**Your task**
For this task, extract exactly the lines of the data below, from the line containing "Identify a point for each instance of the field" through the last one, with pictures left out.
— start of Data entries —
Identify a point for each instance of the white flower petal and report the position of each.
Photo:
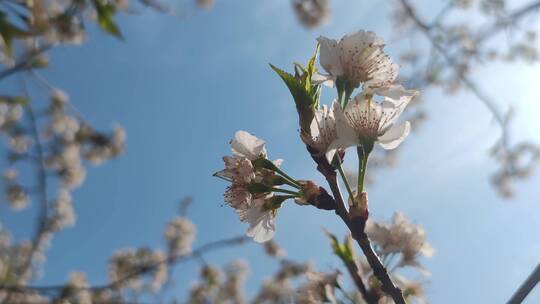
(246, 145)
(394, 136)
(326, 80)
(262, 225)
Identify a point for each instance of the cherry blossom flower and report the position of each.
(261, 218)
(357, 58)
(365, 121)
(323, 129)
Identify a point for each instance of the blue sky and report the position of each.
(182, 87)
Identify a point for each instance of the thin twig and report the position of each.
(526, 287)
(356, 226)
(41, 172)
(512, 18)
(426, 30)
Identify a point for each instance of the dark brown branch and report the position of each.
(369, 296)
(170, 260)
(526, 287)
(356, 225)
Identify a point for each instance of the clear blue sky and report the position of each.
(183, 86)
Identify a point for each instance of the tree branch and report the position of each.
(356, 225)
(526, 287)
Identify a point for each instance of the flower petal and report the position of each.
(329, 56)
(326, 80)
(263, 228)
(394, 136)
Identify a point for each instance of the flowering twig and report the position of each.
(356, 224)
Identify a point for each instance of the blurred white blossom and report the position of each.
(180, 234)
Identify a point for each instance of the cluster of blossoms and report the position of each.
(356, 60)
(125, 265)
(400, 238)
(217, 286)
(253, 178)
(312, 13)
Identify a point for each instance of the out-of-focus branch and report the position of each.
(526, 287)
(169, 260)
(427, 31)
(512, 18)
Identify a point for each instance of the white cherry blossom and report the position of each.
(365, 120)
(261, 219)
(357, 58)
(246, 145)
(323, 129)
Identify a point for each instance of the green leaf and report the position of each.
(105, 14)
(302, 98)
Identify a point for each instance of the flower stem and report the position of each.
(363, 155)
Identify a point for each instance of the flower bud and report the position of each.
(359, 206)
(314, 195)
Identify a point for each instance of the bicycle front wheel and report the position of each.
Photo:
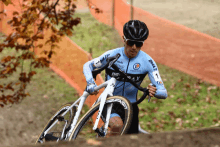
(57, 124)
(84, 128)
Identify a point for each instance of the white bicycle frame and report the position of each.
(110, 85)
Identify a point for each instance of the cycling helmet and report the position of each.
(135, 30)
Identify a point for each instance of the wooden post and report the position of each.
(132, 10)
(1, 16)
(113, 13)
(90, 51)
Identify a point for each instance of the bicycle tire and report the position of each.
(41, 138)
(116, 100)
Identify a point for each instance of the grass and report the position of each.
(191, 103)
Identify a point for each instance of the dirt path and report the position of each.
(200, 15)
(204, 17)
(172, 44)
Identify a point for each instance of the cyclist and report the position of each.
(135, 63)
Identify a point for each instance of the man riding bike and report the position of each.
(135, 63)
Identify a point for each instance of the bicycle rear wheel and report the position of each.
(84, 128)
(56, 130)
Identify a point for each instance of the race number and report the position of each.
(157, 76)
(97, 62)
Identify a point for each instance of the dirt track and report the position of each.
(200, 138)
(15, 126)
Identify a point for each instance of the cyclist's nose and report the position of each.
(134, 46)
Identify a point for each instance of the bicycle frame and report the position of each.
(110, 85)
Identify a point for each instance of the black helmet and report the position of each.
(135, 30)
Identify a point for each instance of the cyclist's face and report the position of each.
(131, 51)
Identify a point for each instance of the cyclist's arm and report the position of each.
(89, 66)
(156, 80)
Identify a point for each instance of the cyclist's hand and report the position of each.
(152, 90)
(90, 89)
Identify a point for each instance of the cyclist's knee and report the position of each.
(115, 126)
(115, 122)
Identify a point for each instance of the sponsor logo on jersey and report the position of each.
(159, 82)
(152, 63)
(136, 66)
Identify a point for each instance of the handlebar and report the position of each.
(110, 63)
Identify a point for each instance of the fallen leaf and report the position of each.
(93, 142)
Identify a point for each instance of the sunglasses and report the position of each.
(132, 42)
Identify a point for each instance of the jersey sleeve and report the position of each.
(156, 80)
(89, 66)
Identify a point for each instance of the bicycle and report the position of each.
(66, 118)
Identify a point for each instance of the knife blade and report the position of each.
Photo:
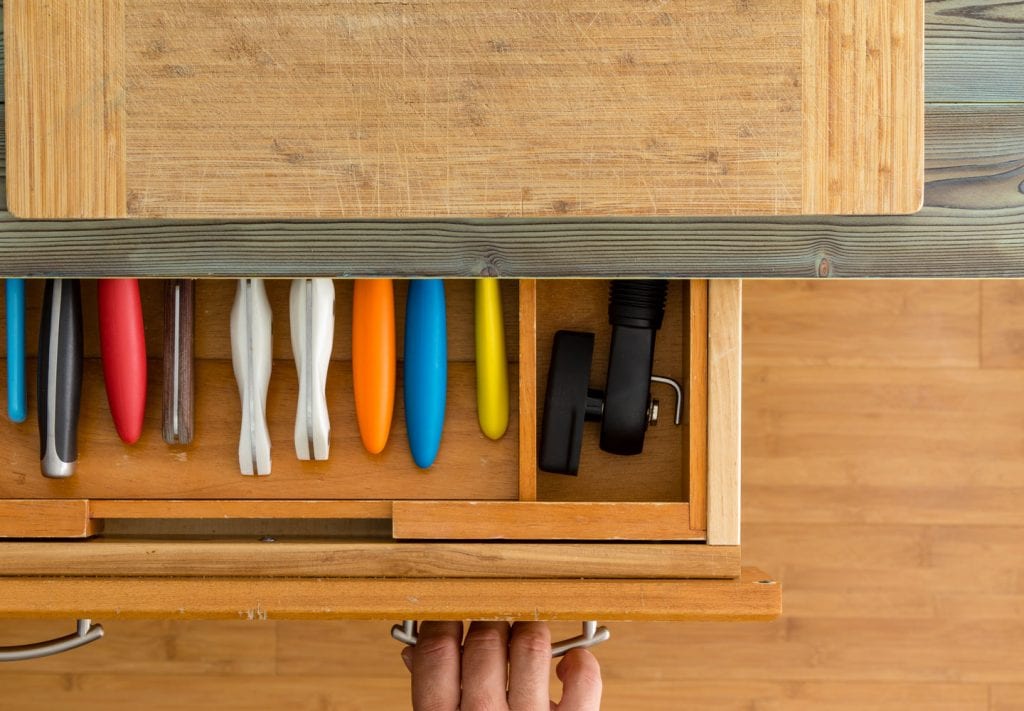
(59, 376)
(179, 387)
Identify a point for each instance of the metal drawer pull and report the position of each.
(86, 632)
(592, 634)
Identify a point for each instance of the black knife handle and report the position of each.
(59, 376)
(179, 387)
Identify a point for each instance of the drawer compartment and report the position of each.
(172, 525)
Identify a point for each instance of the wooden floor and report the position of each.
(884, 465)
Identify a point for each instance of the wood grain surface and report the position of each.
(970, 226)
(725, 344)
(752, 596)
(453, 109)
(543, 520)
(333, 558)
(68, 518)
(696, 405)
(863, 110)
(906, 598)
(66, 73)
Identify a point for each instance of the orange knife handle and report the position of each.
(374, 360)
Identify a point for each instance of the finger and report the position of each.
(529, 666)
(581, 675)
(484, 666)
(435, 666)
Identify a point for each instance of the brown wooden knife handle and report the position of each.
(179, 383)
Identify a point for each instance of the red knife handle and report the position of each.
(122, 344)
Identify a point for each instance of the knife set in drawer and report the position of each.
(397, 398)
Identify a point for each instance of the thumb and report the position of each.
(581, 677)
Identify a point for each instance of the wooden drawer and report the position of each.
(176, 532)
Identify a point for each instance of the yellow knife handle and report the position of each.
(492, 362)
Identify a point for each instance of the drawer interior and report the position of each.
(477, 489)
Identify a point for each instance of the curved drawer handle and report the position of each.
(592, 634)
(86, 632)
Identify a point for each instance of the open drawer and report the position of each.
(175, 532)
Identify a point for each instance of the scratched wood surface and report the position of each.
(456, 109)
(892, 513)
(970, 226)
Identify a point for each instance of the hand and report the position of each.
(497, 668)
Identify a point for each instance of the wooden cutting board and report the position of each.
(463, 108)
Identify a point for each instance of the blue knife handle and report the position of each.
(17, 402)
(425, 368)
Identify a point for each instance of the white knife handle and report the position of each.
(252, 357)
(312, 339)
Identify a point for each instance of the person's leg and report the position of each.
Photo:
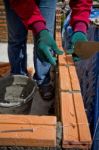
(17, 38)
(81, 10)
(42, 69)
(80, 14)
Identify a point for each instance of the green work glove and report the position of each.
(45, 44)
(77, 37)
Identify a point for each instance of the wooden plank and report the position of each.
(68, 118)
(86, 49)
(69, 60)
(41, 135)
(27, 131)
(22, 119)
(62, 60)
(64, 79)
(83, 127)
(74, 79)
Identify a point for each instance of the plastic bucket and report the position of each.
(16, 94)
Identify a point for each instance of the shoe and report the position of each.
(47, 92)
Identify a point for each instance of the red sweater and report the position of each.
(30, 14)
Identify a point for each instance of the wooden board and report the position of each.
(27, 131)
(86, 49)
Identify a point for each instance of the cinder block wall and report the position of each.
(3, 25)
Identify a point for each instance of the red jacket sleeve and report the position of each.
(80, 11)
(28, 11)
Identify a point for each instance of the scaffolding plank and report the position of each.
(83, 127)
(27, 131)
(68, 117)
(74, 79)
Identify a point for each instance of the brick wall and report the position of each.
(3, 25)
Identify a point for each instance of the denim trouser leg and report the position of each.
(17, 37)
(42, 69)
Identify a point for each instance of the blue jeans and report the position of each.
(17, 40)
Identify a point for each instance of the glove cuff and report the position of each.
(38, 27)
(80, 27)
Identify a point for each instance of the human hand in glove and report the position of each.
(78, 37)
(44, 45)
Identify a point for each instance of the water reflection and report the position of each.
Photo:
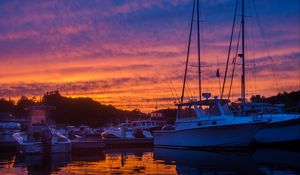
(157, 161)
(203, 162)
(276, 161)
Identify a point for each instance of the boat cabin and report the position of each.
(203, 108)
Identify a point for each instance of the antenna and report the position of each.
(199, 64)
(243, 86)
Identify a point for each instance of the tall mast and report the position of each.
(243, 93)
(188, 54)
(199, 67)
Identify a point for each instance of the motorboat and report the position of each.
(84, 137)
(207, 123)
(6, 131)
(128, 130)
(279, 127)
(40, 138)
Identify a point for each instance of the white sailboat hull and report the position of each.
(279, 132)
(217, 136)
(6, 140)
(36, 147)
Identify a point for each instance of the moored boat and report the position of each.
(6, 131)
(207, 123)
(40, 138)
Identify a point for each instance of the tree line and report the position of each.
(72, 111)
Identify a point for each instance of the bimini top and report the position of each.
(204, 102)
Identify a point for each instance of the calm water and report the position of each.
(154, 161)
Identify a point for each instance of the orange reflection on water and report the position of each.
(120, 163)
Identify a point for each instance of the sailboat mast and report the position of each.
(199, 64)
(188, 54)
(243, 86)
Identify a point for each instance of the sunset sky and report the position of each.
(131, 53)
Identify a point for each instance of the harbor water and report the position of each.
(154, 161)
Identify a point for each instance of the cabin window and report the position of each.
(187, 112)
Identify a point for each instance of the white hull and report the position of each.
(277, 132)
(218, 136)
(36, 147)
(6, 140)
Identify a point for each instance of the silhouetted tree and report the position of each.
(7, 106)
(23, 104)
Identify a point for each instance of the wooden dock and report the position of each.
(127, 142)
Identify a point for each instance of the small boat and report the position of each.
(84, 137)
(40, 138)
(6, 131)
(207, 123)
(280, 127)
(128, 130)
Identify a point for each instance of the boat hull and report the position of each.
(6, 140)
(220, 136)
(279, 132)
(38, 147)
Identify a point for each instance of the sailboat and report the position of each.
(279, 127)
(209, 122)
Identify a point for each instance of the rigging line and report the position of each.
(177, 97)
(188, 53)
(218, 76)
(229, 49)
(199, 64)
(190, 94)
(234, 61)
(262, 32)
(173, 96)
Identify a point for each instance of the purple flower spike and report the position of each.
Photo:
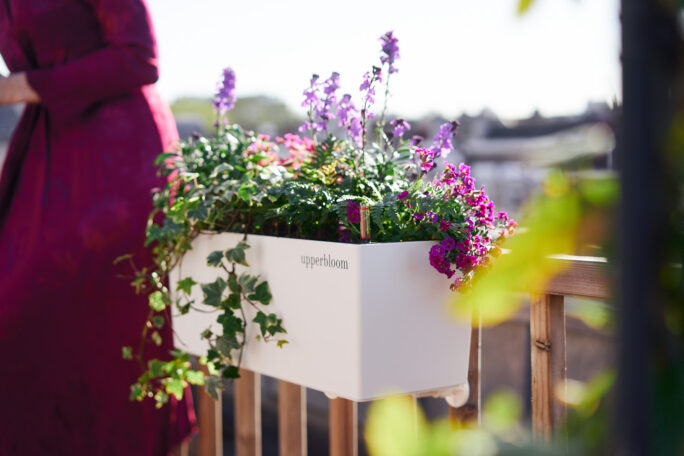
(311, 93)
(353, 212)
(441, 144)
(427, 159)
(400, 127)
(390, 49)
(415, 140)
(224, 100)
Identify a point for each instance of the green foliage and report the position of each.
(524, 6)
(241, 182)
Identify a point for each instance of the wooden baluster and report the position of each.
(470, 411)
(291, 419)
(549, 372)
(248, 414)
(344, 438)
(181, 450)
(210, 423)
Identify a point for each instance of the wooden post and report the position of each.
(248, 414)
(291, 419)
(470, 411)
(343, 428)
(547, 345)
(210, 422)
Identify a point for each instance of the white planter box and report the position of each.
(363, 321)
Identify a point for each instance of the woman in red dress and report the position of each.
(74, 195)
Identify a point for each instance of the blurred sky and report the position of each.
(456, 55)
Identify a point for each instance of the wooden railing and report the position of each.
(582, 276)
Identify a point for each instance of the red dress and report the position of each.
(74, 195)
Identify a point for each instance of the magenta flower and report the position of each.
(448, 244)
(416, 139)
(344, 234)
(437, 250)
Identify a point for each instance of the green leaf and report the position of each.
(213, 292)
(214, 259)
(231, 372)
(156, 301)
(160, 399)
(137, 393)
(263, 293)
(195, 377)
(163, 157)
(231, 324)
(233, 301)
(247, 282)
(524, 6)
(175, 386)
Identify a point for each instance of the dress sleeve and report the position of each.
(128, 61)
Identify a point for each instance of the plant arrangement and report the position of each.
(318, 187)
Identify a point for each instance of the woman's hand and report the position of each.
(16, 89)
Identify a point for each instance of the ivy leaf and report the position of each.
(231, 324)
(214, 259)
(231, 372)
(233, 301)
(186, 285)
(175, 386)
(213, 292)
(263, 294)
(156, 301)
(247, 282)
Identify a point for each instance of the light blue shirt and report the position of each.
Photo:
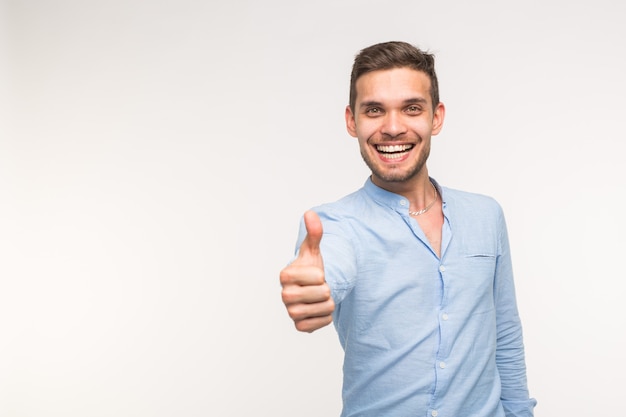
(424, 336)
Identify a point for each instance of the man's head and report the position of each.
(388, 55)
(394, 110)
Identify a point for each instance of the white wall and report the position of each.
(157, 156)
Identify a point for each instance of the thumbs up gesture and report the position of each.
(305, 292)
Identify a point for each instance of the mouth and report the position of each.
(394, 151)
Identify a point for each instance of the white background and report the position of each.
(156, 156)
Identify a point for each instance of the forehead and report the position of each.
(396, 84)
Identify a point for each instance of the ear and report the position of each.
(350, 122)
(438, 116)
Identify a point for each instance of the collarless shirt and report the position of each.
(424, 335)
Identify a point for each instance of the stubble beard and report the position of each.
(396, 176)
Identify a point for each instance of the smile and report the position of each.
(394, 151)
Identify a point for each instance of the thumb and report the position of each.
(311, 245)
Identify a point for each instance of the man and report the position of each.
(416, 277)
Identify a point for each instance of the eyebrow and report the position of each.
(414, 100)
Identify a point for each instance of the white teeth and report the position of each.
(393, 148)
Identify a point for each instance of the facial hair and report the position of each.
(397, 175)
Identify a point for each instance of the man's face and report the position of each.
(394, 120)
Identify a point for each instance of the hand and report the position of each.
(305, 292)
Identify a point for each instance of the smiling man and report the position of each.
(416, 277)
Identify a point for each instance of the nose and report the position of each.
(393, 124)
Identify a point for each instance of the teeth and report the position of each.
(393, 148)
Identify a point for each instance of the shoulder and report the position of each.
(469, 202)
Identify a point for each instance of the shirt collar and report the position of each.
(392, 200)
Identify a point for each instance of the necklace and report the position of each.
(425, 209)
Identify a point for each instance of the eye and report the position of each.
(373, 111)
(414, 109)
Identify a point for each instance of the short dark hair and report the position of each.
(388, 55)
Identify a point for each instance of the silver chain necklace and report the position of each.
(425, 209)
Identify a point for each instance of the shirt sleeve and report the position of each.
(510, 345)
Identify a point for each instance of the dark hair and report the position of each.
(388, 55)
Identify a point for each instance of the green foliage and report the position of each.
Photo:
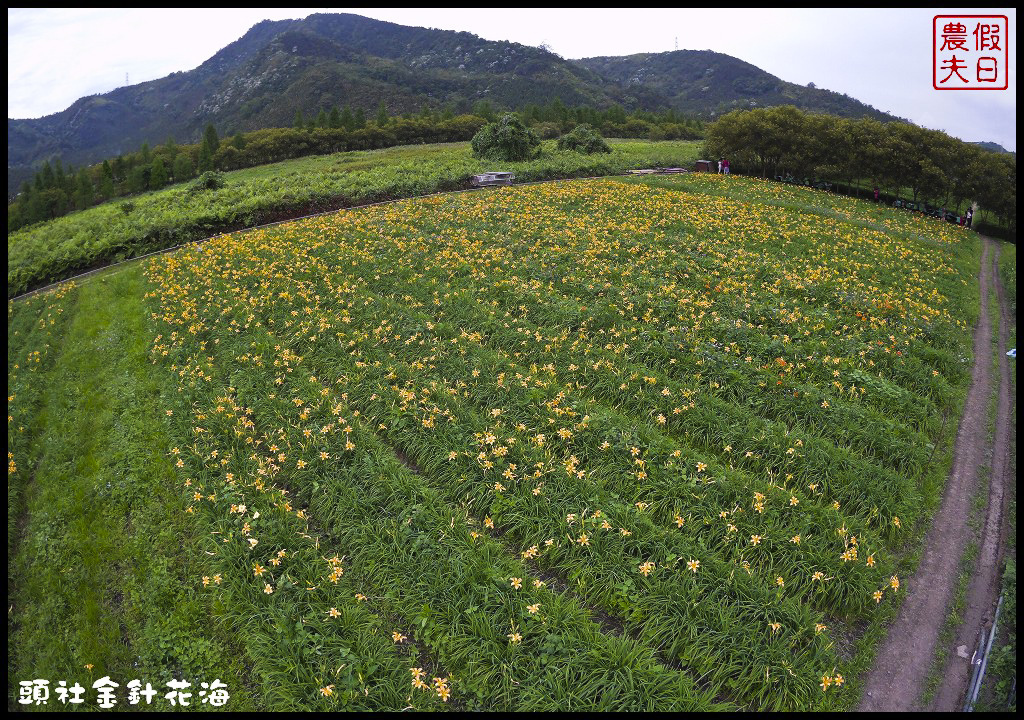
(902, 158)
(584, 138)
(182, 168)
(158, 174)
(506, 140)
(175, 215)
(209, 180)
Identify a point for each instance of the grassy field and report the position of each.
(596, 443)
(124, 228)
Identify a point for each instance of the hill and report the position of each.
(323, 60)
(710, 84)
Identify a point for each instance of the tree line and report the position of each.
(55, 191)
(900, 159)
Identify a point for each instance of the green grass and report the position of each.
(304, 426)
(98, 566)
(107, 234)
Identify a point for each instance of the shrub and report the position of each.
(584, 138)
(508, 139)
(209, 180)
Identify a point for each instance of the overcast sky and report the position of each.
(880, 56)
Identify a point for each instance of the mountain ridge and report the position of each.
(279, 67)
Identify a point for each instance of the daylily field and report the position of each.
(592, 443)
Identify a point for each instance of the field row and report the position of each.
(699, 421)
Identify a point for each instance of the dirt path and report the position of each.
(905, 657)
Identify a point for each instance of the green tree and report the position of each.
(107, 189)
(508, 139)
(210, 138)
(205, 159)
(182, 168)
(347, 119)
(585, 139)
(158, 174)
(83, 191)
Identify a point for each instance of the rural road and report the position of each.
(905, 658)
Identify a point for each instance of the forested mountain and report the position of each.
(710, 83)
(328, 60)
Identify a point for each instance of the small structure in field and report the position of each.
(493, 178)
(657, 171)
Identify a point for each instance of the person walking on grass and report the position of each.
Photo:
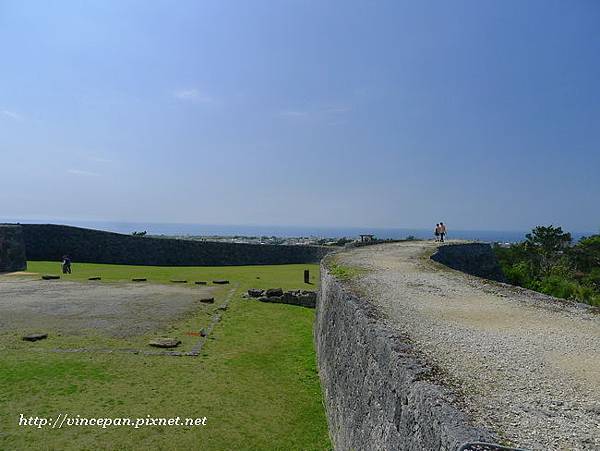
— end of Data entries —
**Finished exercise**
Identify a point for each instance of the field row and report the position of each.
(699, 421)
Identify a point for each instance of the dirt path and report the position of each.
(905, 657)
Identify a point for each instance of the green tree and report the position of each.
(107, 189)
(508, 139)
(210, 138)
(205, 159)
(182, 168)
(347, 119)
(585, 139)
(158, 174)
(83, 191)
Identify a point for each instance of the rural road and report the position of each.
(905, 658)
Identify a point for each instance of the forested mountain and report the position of each.
(710, 83)
(328, 60)
Identify a point for each instance of the small structure in field and report the position of each.
(493, 178)
(657, 171)
Identify a point for each instance of the person walking on grass and report the position of each.
Photo:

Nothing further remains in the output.